__Aim of the exercise__
In the review of Ed Yong's "I Contain Multitudes," what does the book take a stance completely opposite to?

Ed Yong’s “I Contain Multitudes”

It is not as often that you find authors, either of scholarly or literary schools of thought, tell a story from the perspective of the misunderstood entities. It doesn’t necessarily have to be the voice of the voiceless but it takes efforts in understanding the world from the other side.


Ed Yong’s “I Contain Multitudes” takes a stance completely opposite to the prevailing perception towards the microbial world. For the generation that defined the sanctity by wiping the hands with a hand sanitizer, the book sets out to change the perspective.

It is technically a non-fiction book that introduces use to the concept of the microbial world and it’s significance in the mere existence of the many species in the world, but Ed Yong makes sure that he puts the things in the right frame of setting up by drawing us back to the evolutionary era.

He uses the evolution as an “imaginary year timelines” and specifies the dominance of microbes in the evolutionary cycle. He provides multiple examples to quote why microbes are essential in every walk of life and the differential value that they bring into various species that’s ever walked on the planet.

__Given data__
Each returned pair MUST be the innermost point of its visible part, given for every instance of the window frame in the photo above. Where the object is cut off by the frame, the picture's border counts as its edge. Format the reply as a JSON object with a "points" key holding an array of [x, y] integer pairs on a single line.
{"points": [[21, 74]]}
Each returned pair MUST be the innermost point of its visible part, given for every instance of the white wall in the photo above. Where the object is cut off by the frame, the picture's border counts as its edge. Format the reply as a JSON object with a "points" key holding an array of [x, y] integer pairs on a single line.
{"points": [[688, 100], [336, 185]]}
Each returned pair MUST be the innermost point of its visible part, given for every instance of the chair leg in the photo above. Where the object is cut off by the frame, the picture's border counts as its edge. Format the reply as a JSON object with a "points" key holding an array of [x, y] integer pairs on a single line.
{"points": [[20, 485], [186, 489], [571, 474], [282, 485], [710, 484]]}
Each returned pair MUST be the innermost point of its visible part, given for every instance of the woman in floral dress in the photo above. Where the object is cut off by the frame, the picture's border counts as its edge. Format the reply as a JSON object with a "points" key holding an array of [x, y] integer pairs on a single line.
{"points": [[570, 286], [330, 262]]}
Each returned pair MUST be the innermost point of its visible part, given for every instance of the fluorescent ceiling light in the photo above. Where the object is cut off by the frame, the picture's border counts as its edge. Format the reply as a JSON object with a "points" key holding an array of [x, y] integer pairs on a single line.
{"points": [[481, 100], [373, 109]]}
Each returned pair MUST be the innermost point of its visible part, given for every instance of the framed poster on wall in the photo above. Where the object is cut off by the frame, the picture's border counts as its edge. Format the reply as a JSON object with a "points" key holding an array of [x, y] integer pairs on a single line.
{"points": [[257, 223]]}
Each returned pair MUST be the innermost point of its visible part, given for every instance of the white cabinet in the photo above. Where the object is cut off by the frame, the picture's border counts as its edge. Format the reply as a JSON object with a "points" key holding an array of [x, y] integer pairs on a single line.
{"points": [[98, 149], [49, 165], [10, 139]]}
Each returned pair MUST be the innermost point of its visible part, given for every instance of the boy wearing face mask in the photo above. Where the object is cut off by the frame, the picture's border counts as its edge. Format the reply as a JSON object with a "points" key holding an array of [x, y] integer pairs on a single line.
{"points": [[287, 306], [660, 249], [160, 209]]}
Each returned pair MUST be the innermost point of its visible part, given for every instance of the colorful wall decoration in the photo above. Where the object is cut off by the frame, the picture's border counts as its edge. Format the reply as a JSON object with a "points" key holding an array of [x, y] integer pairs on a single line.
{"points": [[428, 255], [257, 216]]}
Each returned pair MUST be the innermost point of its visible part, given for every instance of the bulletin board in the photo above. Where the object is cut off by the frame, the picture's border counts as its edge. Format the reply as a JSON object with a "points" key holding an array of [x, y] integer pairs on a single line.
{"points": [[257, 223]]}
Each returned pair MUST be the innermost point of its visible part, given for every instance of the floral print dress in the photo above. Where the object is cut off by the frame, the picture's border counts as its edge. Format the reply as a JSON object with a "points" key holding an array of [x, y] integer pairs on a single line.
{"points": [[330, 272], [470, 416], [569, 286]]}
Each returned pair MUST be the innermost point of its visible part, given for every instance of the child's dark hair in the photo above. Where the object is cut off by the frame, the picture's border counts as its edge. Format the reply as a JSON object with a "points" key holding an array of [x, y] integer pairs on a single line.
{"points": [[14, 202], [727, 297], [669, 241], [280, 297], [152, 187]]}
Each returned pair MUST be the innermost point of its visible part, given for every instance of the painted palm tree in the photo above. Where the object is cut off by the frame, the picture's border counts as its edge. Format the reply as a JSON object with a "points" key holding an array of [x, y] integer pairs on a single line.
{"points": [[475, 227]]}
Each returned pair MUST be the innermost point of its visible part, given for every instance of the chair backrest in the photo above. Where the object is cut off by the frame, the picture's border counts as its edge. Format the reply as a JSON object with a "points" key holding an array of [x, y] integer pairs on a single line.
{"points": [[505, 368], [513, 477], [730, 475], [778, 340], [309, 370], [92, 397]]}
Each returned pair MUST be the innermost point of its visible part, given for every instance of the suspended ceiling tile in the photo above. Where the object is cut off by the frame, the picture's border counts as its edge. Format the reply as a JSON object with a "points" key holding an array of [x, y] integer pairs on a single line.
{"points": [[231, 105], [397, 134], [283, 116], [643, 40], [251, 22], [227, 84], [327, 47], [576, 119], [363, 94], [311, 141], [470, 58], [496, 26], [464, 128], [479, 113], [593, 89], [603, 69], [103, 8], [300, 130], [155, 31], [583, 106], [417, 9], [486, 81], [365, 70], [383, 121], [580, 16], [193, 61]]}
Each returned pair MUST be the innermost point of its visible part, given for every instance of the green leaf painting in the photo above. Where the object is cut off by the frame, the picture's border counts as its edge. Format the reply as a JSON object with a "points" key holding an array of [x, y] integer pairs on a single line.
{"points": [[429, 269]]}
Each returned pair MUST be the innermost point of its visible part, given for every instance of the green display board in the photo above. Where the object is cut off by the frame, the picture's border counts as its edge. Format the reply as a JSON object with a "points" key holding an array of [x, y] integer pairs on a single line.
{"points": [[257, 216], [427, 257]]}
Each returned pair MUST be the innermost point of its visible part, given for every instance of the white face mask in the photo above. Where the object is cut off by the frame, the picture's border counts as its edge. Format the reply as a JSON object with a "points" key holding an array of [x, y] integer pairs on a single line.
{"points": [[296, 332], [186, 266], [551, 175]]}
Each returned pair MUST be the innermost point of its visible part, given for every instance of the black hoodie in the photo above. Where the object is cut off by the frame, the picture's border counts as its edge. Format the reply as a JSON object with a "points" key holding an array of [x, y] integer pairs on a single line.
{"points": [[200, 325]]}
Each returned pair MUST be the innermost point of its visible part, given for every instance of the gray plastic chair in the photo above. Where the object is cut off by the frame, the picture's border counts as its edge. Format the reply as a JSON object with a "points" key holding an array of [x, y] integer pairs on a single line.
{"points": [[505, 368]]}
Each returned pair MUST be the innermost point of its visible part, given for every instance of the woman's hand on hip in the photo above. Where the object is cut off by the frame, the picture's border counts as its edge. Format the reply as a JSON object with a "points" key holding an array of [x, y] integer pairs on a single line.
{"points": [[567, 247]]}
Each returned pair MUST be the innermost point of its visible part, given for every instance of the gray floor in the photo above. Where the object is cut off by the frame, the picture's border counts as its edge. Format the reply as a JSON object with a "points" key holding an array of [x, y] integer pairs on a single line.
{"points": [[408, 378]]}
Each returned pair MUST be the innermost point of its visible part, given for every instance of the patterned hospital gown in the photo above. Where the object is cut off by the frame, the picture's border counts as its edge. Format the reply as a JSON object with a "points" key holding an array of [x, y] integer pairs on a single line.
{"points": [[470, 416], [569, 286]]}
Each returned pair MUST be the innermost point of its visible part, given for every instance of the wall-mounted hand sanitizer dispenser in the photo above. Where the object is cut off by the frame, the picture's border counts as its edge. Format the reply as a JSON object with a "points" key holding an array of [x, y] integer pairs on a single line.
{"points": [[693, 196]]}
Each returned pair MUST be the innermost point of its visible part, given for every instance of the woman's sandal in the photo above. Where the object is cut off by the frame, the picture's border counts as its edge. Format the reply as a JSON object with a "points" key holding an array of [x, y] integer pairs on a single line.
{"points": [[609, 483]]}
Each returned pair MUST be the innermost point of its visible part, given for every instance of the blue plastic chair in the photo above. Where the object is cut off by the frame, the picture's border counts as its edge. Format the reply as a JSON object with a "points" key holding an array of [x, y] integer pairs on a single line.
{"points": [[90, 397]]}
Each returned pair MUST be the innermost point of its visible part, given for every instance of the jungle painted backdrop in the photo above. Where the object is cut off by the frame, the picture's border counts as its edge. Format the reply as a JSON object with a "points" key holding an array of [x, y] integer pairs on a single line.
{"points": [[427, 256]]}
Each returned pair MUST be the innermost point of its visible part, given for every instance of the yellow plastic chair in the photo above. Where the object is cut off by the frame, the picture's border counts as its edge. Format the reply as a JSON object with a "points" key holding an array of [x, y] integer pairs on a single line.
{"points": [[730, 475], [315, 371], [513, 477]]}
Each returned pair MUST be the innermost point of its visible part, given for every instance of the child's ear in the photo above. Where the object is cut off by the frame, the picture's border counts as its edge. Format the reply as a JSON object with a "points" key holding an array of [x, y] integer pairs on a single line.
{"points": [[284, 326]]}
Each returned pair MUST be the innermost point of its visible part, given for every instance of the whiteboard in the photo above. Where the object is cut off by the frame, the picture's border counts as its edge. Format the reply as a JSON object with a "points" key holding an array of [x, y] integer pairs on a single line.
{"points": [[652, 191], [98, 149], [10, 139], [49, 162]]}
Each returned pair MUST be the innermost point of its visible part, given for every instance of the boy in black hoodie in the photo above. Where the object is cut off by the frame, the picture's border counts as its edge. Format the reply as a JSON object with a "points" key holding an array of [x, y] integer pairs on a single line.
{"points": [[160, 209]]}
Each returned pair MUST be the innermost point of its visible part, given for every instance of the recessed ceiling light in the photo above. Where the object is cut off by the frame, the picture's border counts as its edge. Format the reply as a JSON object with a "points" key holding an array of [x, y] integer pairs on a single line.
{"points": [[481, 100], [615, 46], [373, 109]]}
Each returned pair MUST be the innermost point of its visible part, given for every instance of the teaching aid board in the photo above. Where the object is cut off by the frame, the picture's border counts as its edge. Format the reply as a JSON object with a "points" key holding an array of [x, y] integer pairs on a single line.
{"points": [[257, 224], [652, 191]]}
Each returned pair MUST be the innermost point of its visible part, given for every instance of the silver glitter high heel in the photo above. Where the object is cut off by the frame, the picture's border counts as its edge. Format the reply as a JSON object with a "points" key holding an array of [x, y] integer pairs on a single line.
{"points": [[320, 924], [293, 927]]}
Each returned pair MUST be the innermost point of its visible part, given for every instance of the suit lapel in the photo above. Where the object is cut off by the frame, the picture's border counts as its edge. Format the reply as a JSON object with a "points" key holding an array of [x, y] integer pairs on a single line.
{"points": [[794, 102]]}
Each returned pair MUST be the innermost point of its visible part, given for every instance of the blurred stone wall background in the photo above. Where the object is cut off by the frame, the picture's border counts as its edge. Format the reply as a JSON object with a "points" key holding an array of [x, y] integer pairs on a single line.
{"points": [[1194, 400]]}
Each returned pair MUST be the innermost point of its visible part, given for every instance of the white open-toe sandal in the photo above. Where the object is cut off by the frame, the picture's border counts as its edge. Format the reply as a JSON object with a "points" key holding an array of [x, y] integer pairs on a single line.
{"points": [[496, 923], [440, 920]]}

__Answer to this problem__
The prevailing perception toward the microbial world.